# [What you should do]
Could you carry on the film review about Kostia below, picking up right after its final sentence?

# [Document section]
******

Things go downhill from there. After Kostia's band finishes third in the TV competition, the prospects of a career in Moscow vanish, while the corrupted reality of the justice system sets in with full force. Attempting to save Kostia from prison, his loving mother, Liza, prostitutes herself to investigators and judges, and his devoted girlfriend, Zoia, (Oksana Akin'shina of Sisters [Sergei Bodrov Jr., 2001] and Lilya 4-Ever [Lukas Moodysson, 2002]) commits a robbery to get ransom money for him. What started as a demonstration of limitless freedom, with "beer, girls, and rock-n-roll," snowballs into the injured man's death and a series of ugly moral compromises. Trying to escape this moral quagmire, Kostia confesses his guilt and goes to jail. Upon his return a year later, he indiscriminately annihilates everything that connects him with his pre-prison past: he breaks up with his friends who are involved in shady business practices, leaves his band (which now plays in a local restaurant), confronts and humiliates his mother who shortly afterwards moves to her mother's house in the countryside, rapes the innocent and faithful Zoia, and contemplates suicide. This cruel and painful destruction of past commitments has, surprisingly, a cleansing effect, allowing Kostia to realize his true allegiances, those necessary for starting a new life. The director does not show us this new life, but when Kostia gets on a tram in the film's finale and invites Zoia, who by some stroke of fate is in the same car, to follow him to his mother's country house, the viewer understands that this life will include his mother, his true love and ... his life's calling. The initially timid chords that go through Kostia's mind when he spies Zoia, grow into a new song about the nonexistence of death.

Along with depicting an individual's path to self-knowledge in the poorly charted moral landscape of a new capitalist Russia, Proshkin claims to express "the feelings of our society, which, like a teenager, now searches for its roots" (interview with Nikolai Dobrotvorskii ). Although the director offers no easy answers to Russia's identity problems, he suggests that one must look beyond the veneer of today's false values to such basic human ideals as a strong nuclear family, freedom combined with commitment, and creativity nourished by work and suffering, all of which can be pursued locally. Kostia's return to life starts with his awakening to the deeper motivations that lie behind Liza's and Zoia's moral compromises for his sake. The painful experiences of his own life provide him with the inspiration for his first mature song. Liza's move to her family house in a depopulated village brings her a long way towards embracing her mother's maternal ideals (a calendar with an icon of the Virgin Mother in the house reminds us that Kostia's grandmother persuaded Liza not to abort him and to take on the responsibility of motherhood).

******

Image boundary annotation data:
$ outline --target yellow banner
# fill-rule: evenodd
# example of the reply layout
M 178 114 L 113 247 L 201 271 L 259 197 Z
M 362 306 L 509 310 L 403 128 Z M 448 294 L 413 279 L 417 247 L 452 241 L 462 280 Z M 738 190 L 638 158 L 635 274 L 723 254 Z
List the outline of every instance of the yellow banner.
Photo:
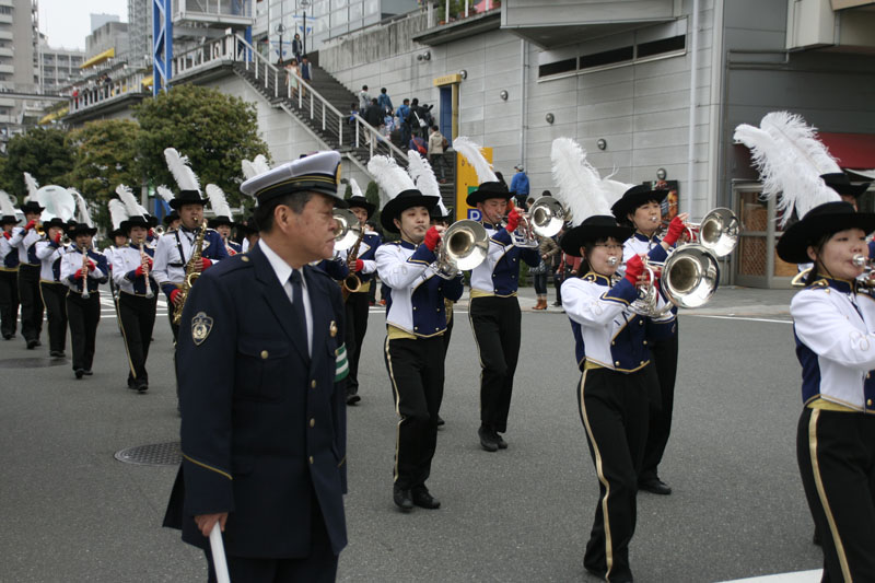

******

# [Exercise answer]
While the film's hopeful finale may strike some as abrupt and unmotivated, a careful viewing yields a number of auditory and visual signs that prepare for it. Vladimir Chekasin's haunting music marks the rare but crucial moments when characters' profound emotional shocks and revelations unearth humanity and depth in the most callous of them. Additional energy, suggestive of the characters'―and the society's―untapped potential, radiates from Yurii Raiskii's inspired cinematography. The opening panoramic shot of the city, while recalling the soulless industrial landscapes of Little Vera's Zhdanov, also features scenic waves of clouds that meld with the misty ridges of the Ural mountains to intimate a deeper dimension to life on the land. The setting of the picnic held in honor of Kostia's return from prison, an open bluff overlooking a vast lake, symbolizes the characters' yearnings for new beginnings. The final tracking shot of the tram moving past a rocky mountain background pans back to reveal the scene's reflection in the mirror-like surface of a nearby river, yet another visual representation of life's inner richness and depth. In contrast to the high-speed Zlatoust-Moscow train that crossed rivers and cut through the mountains earlier in the film, the local tram tracks, merging with the river's flow, take the characters on their joint journey to their source.

Elena Monastireva-Ansdell, Oberlin College

The Play of Butterflies [Игры мотыльков

Russia, 2004, 

105 min. Color

Direction: Andrei Proshkin

Script: Vladimir Zheleznikov and Galina Arbuzova, with the participation of Andrei Proshkin and Vladimir Kozlov

Camerawork: Iurii Raiskii

Art Director: Aleksandr Giliarevskii

Music: Vladimir Chekasin and Sergei Shnurov

Starring: Aleksei Chadov, Oksana Akin'shina, Maria Zvonareva, Aleksei Shevchenkov, Andrei Smoliakov, Iurii Kuznetsov, Sergei Shnurov, Daria Ekamasova, Polina Golovina, Iulia Lomakina, Dmitrii Dibrov, Bari Alibasov, Arkadii Ukupnik

Production: Globus, with support from the Film Department of the Russian Ministry of Culture

Andrei Proshkin: The Play of Butterflies (Igry motyl'kov) (2004)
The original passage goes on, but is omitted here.